**The task**
Set down every record below exactly as it stands, leaving out the pictures.

**Study material**
--*--

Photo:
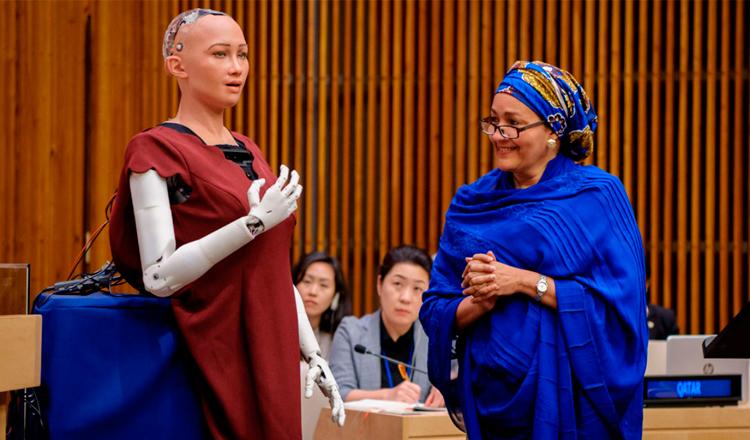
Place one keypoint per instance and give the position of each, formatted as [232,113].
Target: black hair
[405,253]
[330,319]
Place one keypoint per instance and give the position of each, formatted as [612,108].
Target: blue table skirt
[114,367]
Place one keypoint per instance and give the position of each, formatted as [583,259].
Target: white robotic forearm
[166,270]
[308,343]
[192,260]
[318,370]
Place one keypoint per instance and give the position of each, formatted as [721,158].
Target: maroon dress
[239,319]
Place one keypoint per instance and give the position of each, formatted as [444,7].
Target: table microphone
[361,349]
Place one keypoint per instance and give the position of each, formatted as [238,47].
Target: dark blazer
[362,371]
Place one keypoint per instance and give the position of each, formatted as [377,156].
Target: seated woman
[321,284]
[392,331]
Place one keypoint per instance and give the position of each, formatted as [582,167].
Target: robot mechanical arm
[166,270]
[318,372]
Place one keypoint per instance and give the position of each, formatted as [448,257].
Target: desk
[708,423]
[381,426]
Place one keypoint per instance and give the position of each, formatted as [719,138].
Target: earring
[335,302]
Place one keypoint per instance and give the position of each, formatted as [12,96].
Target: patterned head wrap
[185,17]
[554,95]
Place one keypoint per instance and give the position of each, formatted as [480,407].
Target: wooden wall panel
[43,122]
[376,104]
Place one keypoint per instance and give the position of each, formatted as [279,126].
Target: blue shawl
[524,369]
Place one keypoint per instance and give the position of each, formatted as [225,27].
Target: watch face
[541,286]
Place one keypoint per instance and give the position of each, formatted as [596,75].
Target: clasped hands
[485,279]
[320,373]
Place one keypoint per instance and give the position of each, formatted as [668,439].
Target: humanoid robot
[166,269]
[161,165]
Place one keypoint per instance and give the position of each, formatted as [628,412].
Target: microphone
[361,349]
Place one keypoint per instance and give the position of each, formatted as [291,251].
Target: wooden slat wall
[376,104]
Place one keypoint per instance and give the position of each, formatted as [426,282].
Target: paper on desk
[374,405]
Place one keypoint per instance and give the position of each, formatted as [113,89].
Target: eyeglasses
[489,127]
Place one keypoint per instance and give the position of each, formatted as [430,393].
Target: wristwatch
[541,287]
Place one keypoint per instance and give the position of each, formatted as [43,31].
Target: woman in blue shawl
[536,311]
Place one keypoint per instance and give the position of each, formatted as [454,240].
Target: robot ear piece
[335,302]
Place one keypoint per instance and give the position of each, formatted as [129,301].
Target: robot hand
[320,373]
[279,201]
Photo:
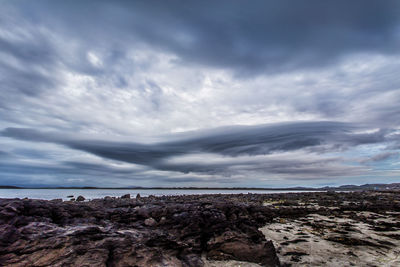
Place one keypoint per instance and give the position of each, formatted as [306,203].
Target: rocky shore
[292,229]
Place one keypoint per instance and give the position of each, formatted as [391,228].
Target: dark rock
[80,198]
[116,232]
[150,222]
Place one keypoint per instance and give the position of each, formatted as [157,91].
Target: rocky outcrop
[168,230]
[128,232]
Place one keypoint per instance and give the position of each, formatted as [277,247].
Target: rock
[150,222]
[167,230]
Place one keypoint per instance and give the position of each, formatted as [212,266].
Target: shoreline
[201,230]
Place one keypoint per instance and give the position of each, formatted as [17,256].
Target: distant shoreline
[393,186]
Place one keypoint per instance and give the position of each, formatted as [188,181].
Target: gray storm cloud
[315,85]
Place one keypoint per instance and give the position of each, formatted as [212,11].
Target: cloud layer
[199,93]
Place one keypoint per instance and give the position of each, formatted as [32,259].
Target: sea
[101,193]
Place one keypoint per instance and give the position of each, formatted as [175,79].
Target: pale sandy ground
[299,244]
[318,251]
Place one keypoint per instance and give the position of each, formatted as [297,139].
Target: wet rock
[126,196]
[122,232]
[150,222]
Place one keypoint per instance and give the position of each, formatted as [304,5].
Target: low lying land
[293,229]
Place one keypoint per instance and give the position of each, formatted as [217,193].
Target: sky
[199,93]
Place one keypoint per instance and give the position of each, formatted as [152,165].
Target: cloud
[230,142]
[86,82]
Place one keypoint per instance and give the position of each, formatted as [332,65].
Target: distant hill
[393,186]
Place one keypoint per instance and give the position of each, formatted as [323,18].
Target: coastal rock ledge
[294,229]
[130,232]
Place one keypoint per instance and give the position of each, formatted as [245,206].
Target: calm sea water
[100,193]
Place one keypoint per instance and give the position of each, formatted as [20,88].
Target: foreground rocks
[194,230]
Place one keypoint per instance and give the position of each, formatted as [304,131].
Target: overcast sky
[199,93]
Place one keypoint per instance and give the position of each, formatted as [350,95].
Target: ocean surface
[101,193]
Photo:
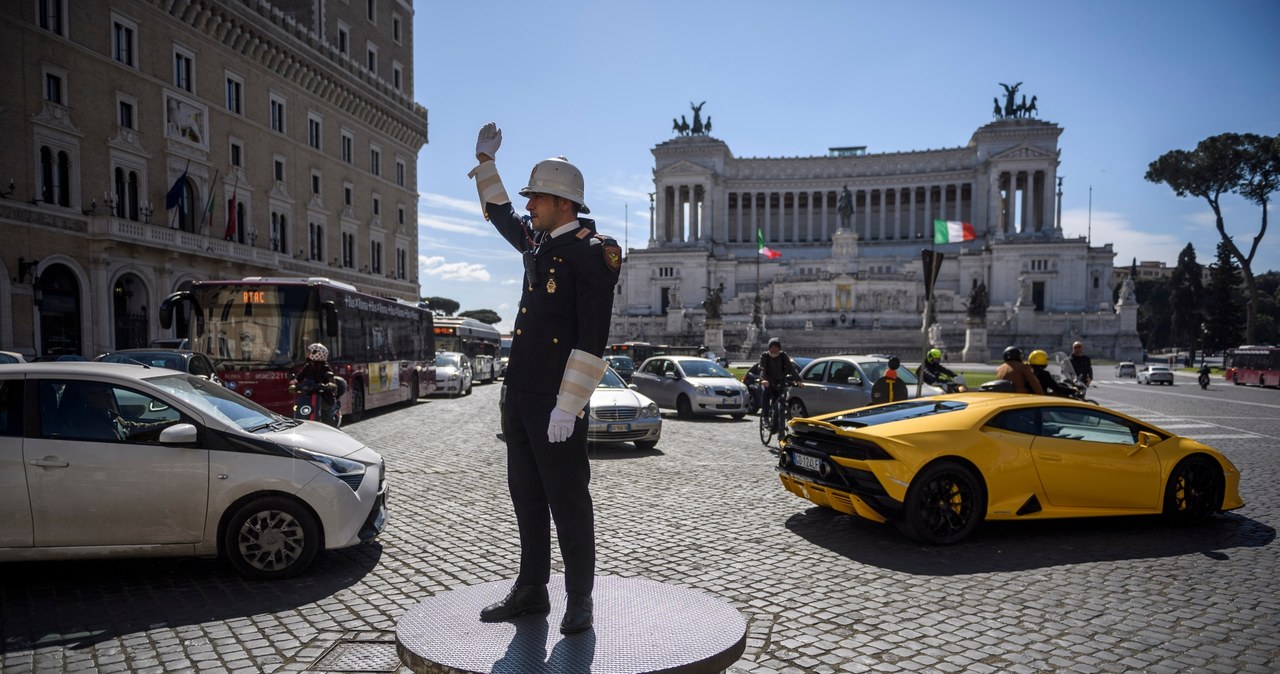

--*--

**Problem solution**
Photo:
Place one keypoint per instance and give the position of each, formatted as [232,113].
Target: black hair
[405,253]
[330,319]
Place one keypoint per instance and give the position of each, formatted as [612,108].
Target: blue table skirt
[114,367]
Place one keypoint per instance and give the position of each, formatted as [583,259].
Target: white robotic forearm
[166,270]
[308,343]
[192,260]
[318,370]
Place one keypoint per instance and give the position of each, formatted as [721,158].
Target: maroon dress
[239,319]
Place one keypoint per instance and give the position of each, formatted as [444,7].
Target: table microphone
[361,349]
Place one keypoint per instance and give the position of each, formatted as [238,47].
Target: dark blazer
[362,371]
Place one keypoint per instance and give the position of each, formatted as [377,156].
Target: seated woman
[321,284]
[392,331]
Place one keypoint per instance and give the position of each, formatted as [582,167].
Target: robot mechanical arm
[166,270]
[318,372]
Place one keypoint per instance and give the position of each, formatted as [448,257].
Target: desk
[708,423]
[381,426]
Place one keypoint per instance and give the position of each, formatted as [719,138].
Target: earring
[335,302]
Place one keypoint per instance and give the position of each, formatted as [12,96].
Target: patterned head wrap
[185,17]
[554,95]
Place one keypoint per instance and give the position of each, formatted as [480,407].
Target: wooden wall panel
[43,122]
[376,104]
Place one keypoint per instance and give the position of each, formatted as [279,126].
Target: blue shawl
[524,369]
Place one keypoint per instance and give the position of each, formatted as [225,27].
Target: watch face
[541,286]
Place one keypoint per instance and give the position of each, formatted as [596,75].
Target: clasped hands
[485,279]
[320,373]
Place one keypoint per instance and give the position of each, formatted as [668,439].
Target: humanoid robot
[166,269]
[161,165]
Place one keypoint per instance and give the position of each, formatted as [628,412].
Target: microphone
[361,349]
Place one keypoint per instance and give the position of each, formatted as [291,251].
Target: wooden slat wall
[376,104]
Place one keypoint per instance and give the position of each, formatted as [426,282].
Target: paper on desk
[374,405]
Place one keypoint per instance and give the position of each, formatted as [113,89].
Target: eyeglasses
[489,127]
Place one keypoint per instance and give the position of each, formatted as [430,393].
Target: wristwatch
[541,287]
Place one keypoint per instance and give the position of each, formatted as [43,31].
Target: woman in blue shawl
[536,311]
Place one keypoint per instance and give the position of each, formatted as [454,240].
Target: robot ear piece
[335,302]
Place one keypoint per instance and give the position of each, formatted as [129,301].
Target: robot hand
[320,373]
[279,201]
Photo:
Place one keypoint per instance and give the position of each, formatted as [306,203].
Target: rocky shore
[292,229]
Place one keypoint per instance and give the position of each, formatted as [391,228].
Target: dark rock
[80,198]
[116,232]
[150,222]
Place one keypoint per instance and give the position of each, formatted as [157,91].
Target: rocky outcrop
[168,230]
[128,232]
Place one keypoint per instance and give the position of each, formatted as [277,247].
Target: rock
[150,222]
[167,230]
Place one keypoint per instance and give the position of each, formatted as [212,266].
Target: shoreline
[201,230]
Place one keypoint per instance and give the position of each, formatted as [17,256].
Target: distant shoreline
[393,186]
Place one keypoint per instance and give the position of each, formatted as [188,181].
Target: gray storm cloud
[315,85]
Place one keypoint per instance and give the position of each, formatted as [212,11].
Target: cloud layer
[199,93]
Place one keypoint per instance and give the position of each, formatted as [32,259].
Target: sea
[101,193]
Place one keypoint per instance and give the position of each, formatted as [175,79].
Target: pale sandy ground
[299,244]
[318,251]
Place one keypoint per instance and give the position of each, formatted as [297,139].
Target: wet rock
[126,196]
[122,232]
[150,222]
Place one keypoint per instance and give the position of each, formatted as [304,5].
Target: low lying land
[293,229]
Place one keypoint per instance and give the position of each, formatted as [217,193].
Target: sky
[199,93]
Place one keypoint per instance and give the position of each, formatted as [152,165].
Target: cloud
[230,142]
[86,82]
Place one keypoint per instance and give the position of each, formatted as [332,65].
Target: distant hill
[393,186]
Place one keypoint per instance and give the position of each, formatted as [323,18].
Target: coastal rock ledge
[294,229]
[130,232]
Place one keypoint per instance and give the position of each, formatted as [245,206].
Target: calm sea water
[100,193]
Place one keypoint per instance and give the position of each, formatted as [20,88].
Target: foreground rocks
[194,230]
Place one keypoint per instance and give the position of each, formatted as [304,131].
Target: overcast sky
[199,93]
Place one keypoint per instance and give the position of each, formatted as [350,95].
Target: ocean surface
[101,193]
Photo:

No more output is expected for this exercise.